Work to do:
Locate each line in the records below that contains the string "covered" and copy those lines. Case counts.

Task data:
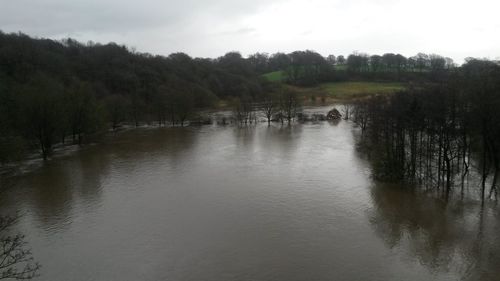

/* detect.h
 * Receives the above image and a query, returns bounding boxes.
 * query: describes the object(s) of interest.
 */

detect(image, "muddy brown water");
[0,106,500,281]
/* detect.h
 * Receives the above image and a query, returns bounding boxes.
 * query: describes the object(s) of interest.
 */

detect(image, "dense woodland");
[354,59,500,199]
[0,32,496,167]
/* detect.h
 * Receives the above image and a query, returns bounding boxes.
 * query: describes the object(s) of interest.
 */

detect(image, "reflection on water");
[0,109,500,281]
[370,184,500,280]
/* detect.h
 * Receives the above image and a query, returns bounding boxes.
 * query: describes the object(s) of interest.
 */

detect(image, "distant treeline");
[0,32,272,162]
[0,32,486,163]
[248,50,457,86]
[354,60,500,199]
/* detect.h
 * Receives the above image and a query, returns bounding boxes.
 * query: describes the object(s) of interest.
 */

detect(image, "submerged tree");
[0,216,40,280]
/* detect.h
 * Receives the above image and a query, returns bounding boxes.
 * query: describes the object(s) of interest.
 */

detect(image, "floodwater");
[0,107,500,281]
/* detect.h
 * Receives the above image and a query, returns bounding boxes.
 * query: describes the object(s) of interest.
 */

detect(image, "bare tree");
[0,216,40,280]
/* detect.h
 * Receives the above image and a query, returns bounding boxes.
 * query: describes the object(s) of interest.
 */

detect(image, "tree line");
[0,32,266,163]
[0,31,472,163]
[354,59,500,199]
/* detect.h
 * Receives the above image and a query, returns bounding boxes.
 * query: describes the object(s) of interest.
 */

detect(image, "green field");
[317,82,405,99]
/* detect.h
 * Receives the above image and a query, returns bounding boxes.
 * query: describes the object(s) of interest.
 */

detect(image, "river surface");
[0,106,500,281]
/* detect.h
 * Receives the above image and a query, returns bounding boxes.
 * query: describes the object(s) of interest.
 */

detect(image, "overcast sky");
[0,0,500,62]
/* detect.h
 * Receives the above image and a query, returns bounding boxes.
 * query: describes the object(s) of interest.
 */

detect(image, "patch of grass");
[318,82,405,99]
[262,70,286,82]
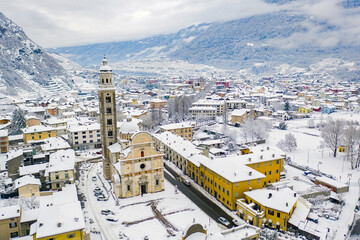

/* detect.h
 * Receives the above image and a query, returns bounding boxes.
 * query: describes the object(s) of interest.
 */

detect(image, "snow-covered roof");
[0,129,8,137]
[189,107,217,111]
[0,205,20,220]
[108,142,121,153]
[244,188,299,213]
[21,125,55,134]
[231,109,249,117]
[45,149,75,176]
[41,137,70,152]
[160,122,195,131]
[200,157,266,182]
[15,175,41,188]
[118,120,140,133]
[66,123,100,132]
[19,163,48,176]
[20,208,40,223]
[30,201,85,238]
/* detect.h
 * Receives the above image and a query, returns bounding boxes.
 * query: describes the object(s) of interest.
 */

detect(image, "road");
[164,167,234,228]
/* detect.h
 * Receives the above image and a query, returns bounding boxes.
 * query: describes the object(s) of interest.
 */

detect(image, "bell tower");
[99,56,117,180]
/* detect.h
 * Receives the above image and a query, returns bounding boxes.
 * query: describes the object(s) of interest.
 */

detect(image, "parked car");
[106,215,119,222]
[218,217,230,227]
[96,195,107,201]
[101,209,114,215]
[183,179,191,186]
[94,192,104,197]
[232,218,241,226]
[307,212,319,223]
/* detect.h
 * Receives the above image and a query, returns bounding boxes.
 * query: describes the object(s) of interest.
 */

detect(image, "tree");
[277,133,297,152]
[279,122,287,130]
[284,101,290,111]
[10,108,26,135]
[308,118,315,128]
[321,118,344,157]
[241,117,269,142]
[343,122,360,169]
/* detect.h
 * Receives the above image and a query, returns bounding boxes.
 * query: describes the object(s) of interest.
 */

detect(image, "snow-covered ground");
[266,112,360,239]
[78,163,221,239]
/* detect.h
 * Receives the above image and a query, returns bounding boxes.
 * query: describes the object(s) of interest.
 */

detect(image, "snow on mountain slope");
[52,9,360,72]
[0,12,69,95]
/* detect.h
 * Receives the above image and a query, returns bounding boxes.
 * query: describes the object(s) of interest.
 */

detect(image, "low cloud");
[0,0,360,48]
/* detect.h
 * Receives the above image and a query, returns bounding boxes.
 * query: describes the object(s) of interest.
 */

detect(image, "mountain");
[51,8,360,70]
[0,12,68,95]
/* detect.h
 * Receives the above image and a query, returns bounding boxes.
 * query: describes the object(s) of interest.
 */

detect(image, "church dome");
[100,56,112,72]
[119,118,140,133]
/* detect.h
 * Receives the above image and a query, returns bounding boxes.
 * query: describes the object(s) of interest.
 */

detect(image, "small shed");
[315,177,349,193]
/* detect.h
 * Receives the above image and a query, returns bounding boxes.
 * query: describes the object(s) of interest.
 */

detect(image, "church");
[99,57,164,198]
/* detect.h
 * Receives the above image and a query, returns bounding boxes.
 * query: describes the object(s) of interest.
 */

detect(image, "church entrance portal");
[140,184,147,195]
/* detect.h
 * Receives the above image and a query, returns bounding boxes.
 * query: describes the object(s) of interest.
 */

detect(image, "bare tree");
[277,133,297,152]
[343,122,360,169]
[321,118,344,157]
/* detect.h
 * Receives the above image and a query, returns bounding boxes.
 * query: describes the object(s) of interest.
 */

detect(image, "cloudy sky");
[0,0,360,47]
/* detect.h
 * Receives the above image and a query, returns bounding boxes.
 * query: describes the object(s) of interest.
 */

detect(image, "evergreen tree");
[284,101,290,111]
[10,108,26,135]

Response to the task:
detect(image, "snow-covered roof");
detect(image, "snow-covered ground");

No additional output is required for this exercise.